What you should do
Given the material below, return only the lines starting at the line with "Where can the floodwater" and ending at the line with "Where can the water", exactly as they appear.

(Records for processing Opens)

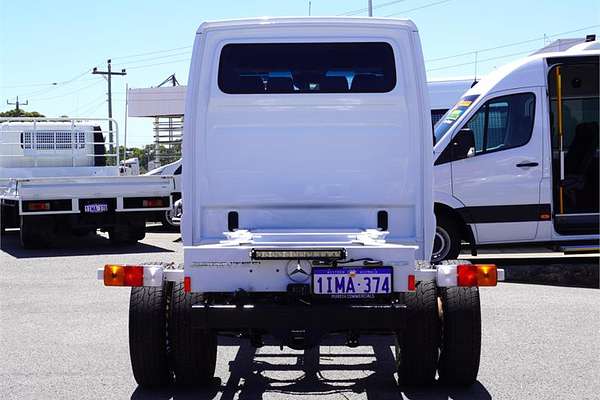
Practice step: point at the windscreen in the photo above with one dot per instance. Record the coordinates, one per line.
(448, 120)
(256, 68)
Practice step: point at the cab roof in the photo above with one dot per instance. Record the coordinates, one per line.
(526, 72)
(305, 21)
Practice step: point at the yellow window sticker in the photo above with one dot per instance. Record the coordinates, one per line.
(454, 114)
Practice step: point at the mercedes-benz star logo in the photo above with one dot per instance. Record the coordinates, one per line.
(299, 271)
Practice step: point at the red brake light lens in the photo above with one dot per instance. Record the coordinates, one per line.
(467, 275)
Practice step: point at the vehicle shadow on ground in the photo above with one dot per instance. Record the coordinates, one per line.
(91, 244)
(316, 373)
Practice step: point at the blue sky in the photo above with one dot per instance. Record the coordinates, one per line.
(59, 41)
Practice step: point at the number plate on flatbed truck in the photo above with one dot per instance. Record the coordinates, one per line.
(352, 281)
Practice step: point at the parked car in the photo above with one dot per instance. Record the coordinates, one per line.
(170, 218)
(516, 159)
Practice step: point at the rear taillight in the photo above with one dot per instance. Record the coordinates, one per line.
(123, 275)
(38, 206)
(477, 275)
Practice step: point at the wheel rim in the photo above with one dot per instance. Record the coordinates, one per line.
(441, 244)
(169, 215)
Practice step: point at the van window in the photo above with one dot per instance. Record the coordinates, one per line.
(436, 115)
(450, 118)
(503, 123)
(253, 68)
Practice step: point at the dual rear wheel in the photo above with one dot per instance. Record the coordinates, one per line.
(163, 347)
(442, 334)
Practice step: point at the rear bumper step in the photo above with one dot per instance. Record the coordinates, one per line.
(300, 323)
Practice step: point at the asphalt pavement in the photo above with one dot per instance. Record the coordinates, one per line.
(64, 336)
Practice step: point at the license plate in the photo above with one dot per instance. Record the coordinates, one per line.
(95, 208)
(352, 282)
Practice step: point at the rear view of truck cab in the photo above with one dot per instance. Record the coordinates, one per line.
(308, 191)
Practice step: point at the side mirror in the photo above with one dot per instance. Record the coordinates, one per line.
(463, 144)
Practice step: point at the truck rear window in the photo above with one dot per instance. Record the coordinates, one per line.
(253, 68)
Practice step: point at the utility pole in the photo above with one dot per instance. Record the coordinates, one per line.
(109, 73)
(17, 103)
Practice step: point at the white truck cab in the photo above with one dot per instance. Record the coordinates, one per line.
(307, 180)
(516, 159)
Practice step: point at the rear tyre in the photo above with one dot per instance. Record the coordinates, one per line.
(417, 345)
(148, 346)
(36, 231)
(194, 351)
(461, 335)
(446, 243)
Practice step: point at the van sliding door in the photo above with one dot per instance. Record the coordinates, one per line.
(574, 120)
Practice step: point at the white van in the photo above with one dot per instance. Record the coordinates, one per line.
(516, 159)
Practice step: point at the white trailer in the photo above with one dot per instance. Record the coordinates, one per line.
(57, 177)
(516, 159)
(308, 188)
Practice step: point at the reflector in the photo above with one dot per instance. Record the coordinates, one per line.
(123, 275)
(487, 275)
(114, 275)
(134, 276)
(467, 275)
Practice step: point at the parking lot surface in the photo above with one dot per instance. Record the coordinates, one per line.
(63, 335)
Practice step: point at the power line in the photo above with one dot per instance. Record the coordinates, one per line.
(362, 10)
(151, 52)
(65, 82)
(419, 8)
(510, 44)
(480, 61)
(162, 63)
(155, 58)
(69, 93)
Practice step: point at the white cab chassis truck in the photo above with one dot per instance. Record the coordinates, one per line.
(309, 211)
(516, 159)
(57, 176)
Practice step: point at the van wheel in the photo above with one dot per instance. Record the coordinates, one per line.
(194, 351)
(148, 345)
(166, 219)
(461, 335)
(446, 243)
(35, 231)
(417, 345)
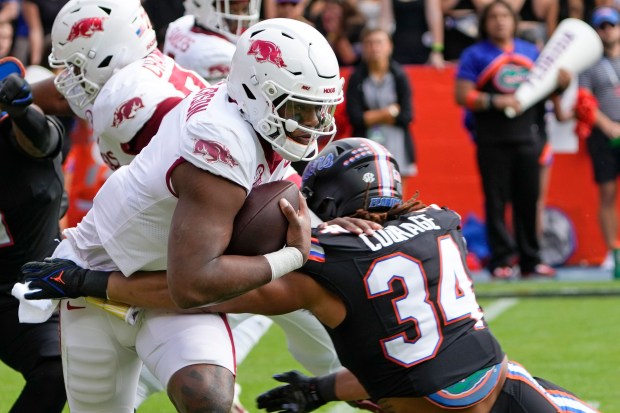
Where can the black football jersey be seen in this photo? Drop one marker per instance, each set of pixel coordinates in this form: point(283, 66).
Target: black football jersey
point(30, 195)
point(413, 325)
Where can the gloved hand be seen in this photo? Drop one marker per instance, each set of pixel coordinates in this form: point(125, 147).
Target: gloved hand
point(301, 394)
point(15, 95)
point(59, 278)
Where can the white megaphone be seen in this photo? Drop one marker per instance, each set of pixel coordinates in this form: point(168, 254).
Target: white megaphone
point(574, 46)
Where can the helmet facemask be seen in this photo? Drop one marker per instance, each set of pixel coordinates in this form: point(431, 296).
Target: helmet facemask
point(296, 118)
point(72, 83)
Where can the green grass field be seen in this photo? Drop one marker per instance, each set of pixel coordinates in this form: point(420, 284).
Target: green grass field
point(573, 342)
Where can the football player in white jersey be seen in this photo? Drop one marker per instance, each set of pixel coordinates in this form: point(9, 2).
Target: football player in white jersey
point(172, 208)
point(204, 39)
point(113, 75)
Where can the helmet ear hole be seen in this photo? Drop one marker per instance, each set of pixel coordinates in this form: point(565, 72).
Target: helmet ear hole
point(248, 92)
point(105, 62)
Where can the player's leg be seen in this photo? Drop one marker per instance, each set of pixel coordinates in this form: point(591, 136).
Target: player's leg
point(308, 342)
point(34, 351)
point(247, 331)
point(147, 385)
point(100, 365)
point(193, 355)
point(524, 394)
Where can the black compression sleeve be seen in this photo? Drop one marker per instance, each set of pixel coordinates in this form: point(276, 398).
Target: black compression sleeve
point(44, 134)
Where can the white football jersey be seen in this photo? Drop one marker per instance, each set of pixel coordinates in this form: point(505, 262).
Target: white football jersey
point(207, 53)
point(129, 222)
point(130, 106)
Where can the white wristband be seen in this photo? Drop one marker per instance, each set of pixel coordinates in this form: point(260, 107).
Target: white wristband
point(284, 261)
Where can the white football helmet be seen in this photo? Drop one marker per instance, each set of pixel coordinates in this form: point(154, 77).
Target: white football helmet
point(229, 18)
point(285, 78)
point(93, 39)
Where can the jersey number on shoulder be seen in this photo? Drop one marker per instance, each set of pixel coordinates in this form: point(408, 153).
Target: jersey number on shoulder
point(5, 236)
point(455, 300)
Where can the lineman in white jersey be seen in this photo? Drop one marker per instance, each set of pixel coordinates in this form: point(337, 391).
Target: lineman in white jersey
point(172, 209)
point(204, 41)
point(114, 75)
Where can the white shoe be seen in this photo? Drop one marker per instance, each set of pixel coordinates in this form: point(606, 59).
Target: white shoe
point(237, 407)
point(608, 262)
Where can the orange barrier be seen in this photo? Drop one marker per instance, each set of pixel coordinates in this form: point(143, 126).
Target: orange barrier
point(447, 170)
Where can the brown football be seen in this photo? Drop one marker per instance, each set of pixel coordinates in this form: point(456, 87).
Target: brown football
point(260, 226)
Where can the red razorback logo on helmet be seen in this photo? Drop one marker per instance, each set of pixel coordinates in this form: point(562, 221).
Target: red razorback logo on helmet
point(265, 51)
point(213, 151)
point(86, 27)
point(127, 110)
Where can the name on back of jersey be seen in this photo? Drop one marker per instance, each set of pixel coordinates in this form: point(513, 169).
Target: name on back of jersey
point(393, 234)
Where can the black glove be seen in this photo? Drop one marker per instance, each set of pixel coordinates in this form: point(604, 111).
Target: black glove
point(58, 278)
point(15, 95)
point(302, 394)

(Records for processing Closes)
(Records for processing Opens)

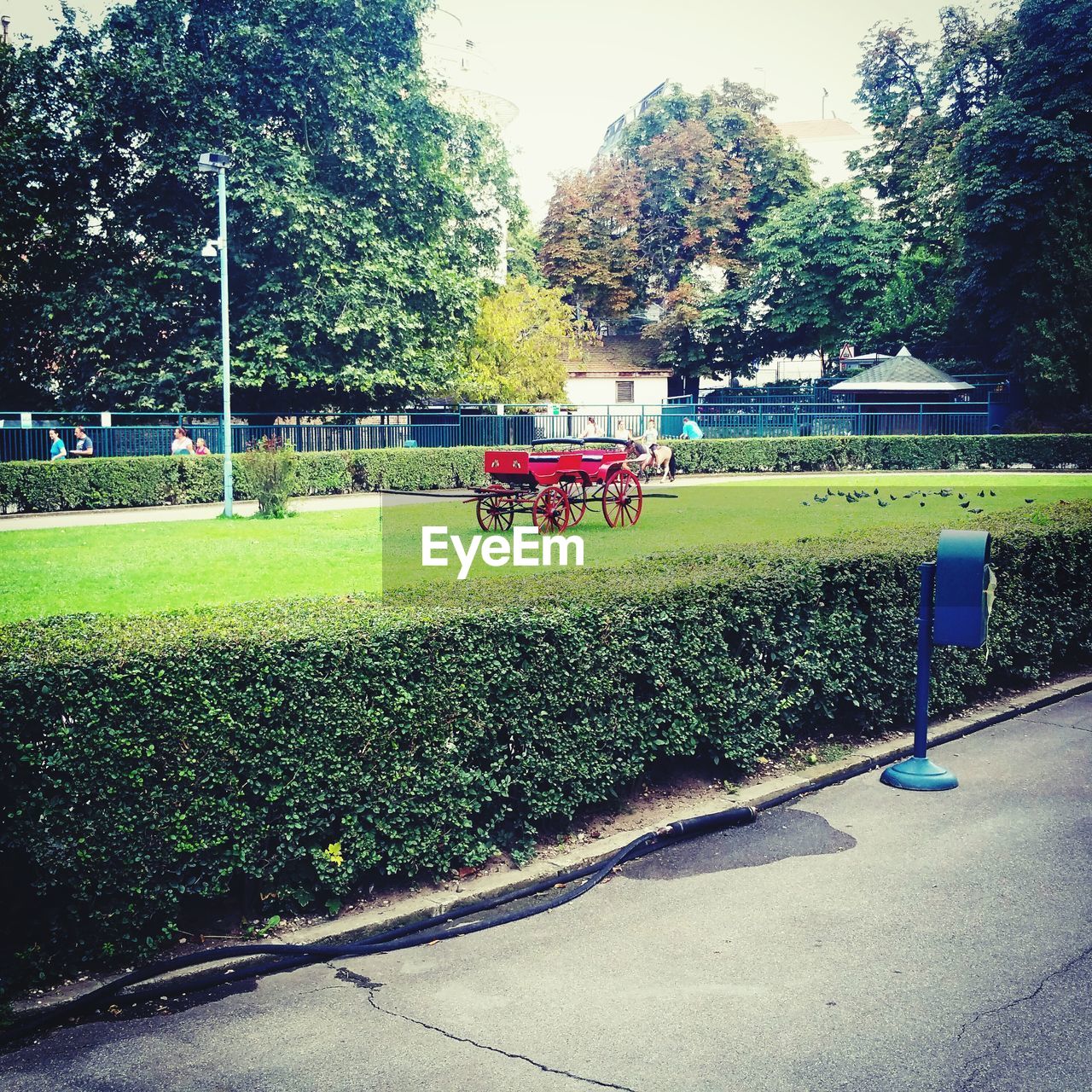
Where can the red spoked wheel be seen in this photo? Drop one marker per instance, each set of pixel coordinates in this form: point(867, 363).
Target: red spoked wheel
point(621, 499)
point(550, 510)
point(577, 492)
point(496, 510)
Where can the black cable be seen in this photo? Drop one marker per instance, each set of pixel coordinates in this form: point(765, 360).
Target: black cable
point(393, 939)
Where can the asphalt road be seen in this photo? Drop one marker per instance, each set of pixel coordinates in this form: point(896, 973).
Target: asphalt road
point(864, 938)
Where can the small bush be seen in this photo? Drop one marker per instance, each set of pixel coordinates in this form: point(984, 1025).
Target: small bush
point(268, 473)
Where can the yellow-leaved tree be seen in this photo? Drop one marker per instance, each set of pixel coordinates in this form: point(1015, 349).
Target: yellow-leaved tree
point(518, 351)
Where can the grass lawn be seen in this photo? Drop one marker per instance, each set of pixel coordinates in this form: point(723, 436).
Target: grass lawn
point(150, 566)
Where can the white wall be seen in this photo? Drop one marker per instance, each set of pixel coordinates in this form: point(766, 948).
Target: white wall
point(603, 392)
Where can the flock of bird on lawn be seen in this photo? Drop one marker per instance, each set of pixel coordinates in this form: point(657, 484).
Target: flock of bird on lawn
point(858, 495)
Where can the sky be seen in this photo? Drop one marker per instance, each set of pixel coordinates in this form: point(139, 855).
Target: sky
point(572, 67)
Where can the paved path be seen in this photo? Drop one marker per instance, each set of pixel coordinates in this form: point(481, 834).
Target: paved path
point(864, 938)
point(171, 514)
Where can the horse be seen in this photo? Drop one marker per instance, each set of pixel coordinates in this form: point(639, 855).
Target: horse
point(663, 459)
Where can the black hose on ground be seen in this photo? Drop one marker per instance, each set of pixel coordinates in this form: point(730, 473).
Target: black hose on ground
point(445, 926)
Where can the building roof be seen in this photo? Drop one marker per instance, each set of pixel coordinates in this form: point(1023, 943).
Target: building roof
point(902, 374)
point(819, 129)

(Records for processing Closes)
(Records for processing Opens)

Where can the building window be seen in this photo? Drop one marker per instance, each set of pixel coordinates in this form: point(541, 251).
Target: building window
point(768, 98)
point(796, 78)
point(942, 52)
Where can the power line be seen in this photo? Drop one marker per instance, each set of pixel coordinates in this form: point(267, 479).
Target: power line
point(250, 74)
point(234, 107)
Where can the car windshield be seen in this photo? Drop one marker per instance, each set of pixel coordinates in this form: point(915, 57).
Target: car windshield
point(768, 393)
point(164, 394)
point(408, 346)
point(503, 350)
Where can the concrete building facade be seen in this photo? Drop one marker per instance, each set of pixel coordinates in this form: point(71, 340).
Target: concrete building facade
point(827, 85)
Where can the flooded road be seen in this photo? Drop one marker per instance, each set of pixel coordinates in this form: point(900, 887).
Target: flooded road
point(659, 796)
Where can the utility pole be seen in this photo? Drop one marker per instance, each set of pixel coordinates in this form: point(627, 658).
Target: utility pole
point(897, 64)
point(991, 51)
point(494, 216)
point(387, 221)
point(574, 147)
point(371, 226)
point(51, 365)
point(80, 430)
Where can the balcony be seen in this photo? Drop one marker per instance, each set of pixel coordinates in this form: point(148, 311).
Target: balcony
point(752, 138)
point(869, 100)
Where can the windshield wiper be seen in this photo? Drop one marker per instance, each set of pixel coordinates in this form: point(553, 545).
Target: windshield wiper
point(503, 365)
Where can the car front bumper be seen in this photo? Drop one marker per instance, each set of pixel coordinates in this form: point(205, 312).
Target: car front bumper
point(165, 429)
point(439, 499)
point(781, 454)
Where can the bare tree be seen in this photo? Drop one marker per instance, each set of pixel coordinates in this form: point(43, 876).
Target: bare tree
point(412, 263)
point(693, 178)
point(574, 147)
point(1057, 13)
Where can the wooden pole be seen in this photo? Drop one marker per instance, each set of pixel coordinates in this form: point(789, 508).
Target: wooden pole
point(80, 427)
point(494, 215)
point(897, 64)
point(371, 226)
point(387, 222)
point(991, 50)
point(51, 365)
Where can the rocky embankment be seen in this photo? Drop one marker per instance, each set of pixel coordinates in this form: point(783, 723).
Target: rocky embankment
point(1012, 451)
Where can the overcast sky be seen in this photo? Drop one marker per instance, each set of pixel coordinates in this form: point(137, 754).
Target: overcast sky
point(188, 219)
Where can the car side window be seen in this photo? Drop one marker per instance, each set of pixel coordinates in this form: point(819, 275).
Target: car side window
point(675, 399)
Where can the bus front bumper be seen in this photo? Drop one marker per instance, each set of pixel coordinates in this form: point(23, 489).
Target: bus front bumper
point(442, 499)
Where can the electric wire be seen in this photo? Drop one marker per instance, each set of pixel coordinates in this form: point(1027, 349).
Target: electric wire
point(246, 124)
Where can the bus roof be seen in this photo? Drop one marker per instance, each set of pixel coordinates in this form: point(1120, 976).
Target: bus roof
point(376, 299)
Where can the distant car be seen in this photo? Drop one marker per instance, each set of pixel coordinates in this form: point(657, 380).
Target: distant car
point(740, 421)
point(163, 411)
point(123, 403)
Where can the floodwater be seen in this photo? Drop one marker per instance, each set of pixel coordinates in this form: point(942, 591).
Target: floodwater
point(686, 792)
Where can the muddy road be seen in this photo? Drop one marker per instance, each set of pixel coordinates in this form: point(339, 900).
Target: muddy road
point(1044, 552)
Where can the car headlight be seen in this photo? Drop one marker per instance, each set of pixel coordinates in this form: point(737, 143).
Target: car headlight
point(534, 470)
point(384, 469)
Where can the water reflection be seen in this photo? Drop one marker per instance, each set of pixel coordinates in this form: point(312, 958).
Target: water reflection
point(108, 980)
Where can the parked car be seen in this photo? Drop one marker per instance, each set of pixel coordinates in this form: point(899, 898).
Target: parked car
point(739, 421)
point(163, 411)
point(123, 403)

(Records for processing Closes)

Exercise answer
Where can the floodwater be seen in this photo? Drop one marker per instance, each set of pixel coordinates in this form: point(942, 591).
Target: floodwater
point(686, 792)
Where can the muddy road be seen in this photo? Drop one marker per instance, each set of pixel coordinates in this form: point(339, 900).
Target: muddy road
point(1044, 552)
Where can the car headlight be seen in this photo? Drop one marker per instance, each set of pixel coordinates in this form: point(737, 143).
Target: car headlight
point(534, 470)
point(384, 469)
Where can the water reflection be seen in this photo? Drop one marker per instance, each set of pixel coordinates in this form: point(312, 958).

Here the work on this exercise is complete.